- Exercise objective -
Turn every line of the items below into a numbered list, leaving out any blank lines.

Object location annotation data
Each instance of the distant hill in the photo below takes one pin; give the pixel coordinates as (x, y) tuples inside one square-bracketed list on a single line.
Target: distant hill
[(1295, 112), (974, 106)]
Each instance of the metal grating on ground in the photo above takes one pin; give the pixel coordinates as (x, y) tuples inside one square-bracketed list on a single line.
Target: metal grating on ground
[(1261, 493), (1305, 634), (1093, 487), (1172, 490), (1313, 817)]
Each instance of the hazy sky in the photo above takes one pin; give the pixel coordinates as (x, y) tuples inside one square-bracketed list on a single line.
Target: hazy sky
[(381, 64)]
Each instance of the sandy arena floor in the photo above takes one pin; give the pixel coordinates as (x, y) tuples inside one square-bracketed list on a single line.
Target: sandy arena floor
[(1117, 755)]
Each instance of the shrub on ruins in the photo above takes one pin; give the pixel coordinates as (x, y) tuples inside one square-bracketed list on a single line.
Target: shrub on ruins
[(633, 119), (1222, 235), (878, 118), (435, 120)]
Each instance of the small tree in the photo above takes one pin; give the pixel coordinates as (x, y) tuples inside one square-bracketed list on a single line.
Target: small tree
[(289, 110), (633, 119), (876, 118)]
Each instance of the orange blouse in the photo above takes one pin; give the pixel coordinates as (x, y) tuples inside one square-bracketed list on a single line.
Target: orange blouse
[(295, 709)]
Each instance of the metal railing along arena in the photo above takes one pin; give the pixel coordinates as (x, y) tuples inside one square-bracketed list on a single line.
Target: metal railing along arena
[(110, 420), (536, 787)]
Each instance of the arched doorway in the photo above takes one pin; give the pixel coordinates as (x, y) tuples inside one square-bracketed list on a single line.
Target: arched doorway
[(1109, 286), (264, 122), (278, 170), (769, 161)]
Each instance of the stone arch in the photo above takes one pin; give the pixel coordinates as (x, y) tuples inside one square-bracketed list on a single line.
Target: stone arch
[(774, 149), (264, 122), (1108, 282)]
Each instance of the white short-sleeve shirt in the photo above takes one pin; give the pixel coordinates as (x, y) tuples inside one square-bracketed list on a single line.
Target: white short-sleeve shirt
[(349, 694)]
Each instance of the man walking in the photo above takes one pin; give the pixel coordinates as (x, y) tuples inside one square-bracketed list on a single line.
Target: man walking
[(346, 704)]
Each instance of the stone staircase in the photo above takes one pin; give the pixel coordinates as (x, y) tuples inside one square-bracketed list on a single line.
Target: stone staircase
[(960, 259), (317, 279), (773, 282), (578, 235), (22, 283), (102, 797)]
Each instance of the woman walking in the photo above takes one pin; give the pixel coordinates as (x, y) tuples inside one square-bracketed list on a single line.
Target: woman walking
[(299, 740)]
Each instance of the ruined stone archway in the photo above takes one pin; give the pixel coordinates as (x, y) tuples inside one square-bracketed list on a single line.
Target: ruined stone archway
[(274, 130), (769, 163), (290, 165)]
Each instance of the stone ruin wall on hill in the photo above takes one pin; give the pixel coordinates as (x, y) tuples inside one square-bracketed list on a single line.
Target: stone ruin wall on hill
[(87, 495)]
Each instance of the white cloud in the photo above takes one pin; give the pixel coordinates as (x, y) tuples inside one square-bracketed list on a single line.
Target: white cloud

- Exercise solution -
1. Each instance of the distant hill in the photo below takes one pin; give the pixel coordinates as (x, y) tuples inside one square-bracketed list on a single line.
2. Target: distant hill
3. [(1295, 112), (974, 106)]
4. Each instance of the metal grating on ground in the photo above takes one pin; give the pixel coordinates as (x, y) tuples inside one square-bracketed list on a single line.
5. Target: metal grating on ground
6. [(1261, 493), (1305, 634), (1093, 487), (1172, 490), (1313, 817)]
7. Each instance of the hazy sky in the photo above takes one pin; give the pixel coordinates as (x, y) tuples inside one square-bracketed list on a single line.
8. Target: hazy sky
9. [(381, 64)]
10. Each instance of the sandy arena floor in the photo above takes one pin; give the pixel coordinates as (x, y) tuples inside one square-bracketed list on a single line.
11. Target: sandy arena floor
12. [(1117, 755)]
13. Each instance of the shrub on ruins in the photo above takes one pin; give the pixel coordinates as (x, y) tuples inside one square-bracketed list on a single line.
14. Target: shrub on ruins
15. [(633, 119), (1222, 235), (878, 118), (435, 120)]
16. Each instance of the small tree in the photo above takes one pin; give the pixel coordinates as (x, y) tuples inside one square-bracketed list on a single line.
17. Target: small tree
18. [(289, 110), (633, 119), (876, 118)]
19. Each instance of the orange blouse in the photo above takes one pin; give the pixel coordinates as (x, y) tuples inside one square-bracketed list on a single line.
20. Target: orange blouse
21. [(295, 709)]
22. Each instance of the metal railing along arena in the photo above takes one pin; give the pixel coordinates as (x, y) tuples inside one square-bracketed list on a single line.
23. Target: metal railing along arena
24. [(110, 420), (536, 787)]
25. Each instance of the arched doorway in the photo above takes one pin; give the pixel coordinates as (x, y) tuples inside one square-bracketed list on a single line.
26. Target: arched doorway
27. [(1109, 286), (264, 122), (278, 170), (769, 161)]
28. Each instance of the stone arch in the photo above takes one pin; give the pixel coordinates as (x, y) tuples inside one square-bracketed list on a single line.
29. Target: stone arch
30. [(774, 149), (264, 122), (1108, 282)]
31. Each instance of the white short-sleeve shirt in the photo above takes one pin; give the pixel coordinates as (x, y) tuples inside one square-bracketed list on a single line.
32. Target: white short-sleeve shirt
33. [(349, 694)]
34. Each instance of the man walking in the photo above takes one pin; give the pixel coordinates as (x, y) tuples inside one square-bracketed list on a single line.
35. Target: man walking
36. [(346, 704)]
37. Each instance of the stone staircase in the photo above takes one pin; give the pixel coordinates as (x, y) tuples inside one square-bracketed list on a single line.
38. Target: stone staircase
39. [(960, 259), (317, 279), (773, 282), (578, 235), (22, 283), (102, 797)]
40. Each instance of the woman walking in the photo above takes one pin; give the pixel coordinates as (x, y) tuples inside one square-bracketed list on a single line.
41. Target: woman walking
42. [(299, 740)]
43. Each instance of the ruined stone archway in the photo above takes one pin; give the pixel coordinates as (x, y) tuples inside one square-bracketed list on a single line.
44. Target: ruined stone archway
45. [(274, 130), (769, 163), (290, 165)]
46. Each instance of the stone ruin wall on hill in the photo above takes one pin; give the pixel coordinates as (x, y) tuples inside one square-bracketed list on a single line.
47. Target: stone ruin wall on hill
48. [(87, 495)]
49. Each instance of the white cloud in the photo above takes one pin; give the pixel coordinates as (x, y) tuples inside one square-bracketed list on a single line.
50. Target: white cloud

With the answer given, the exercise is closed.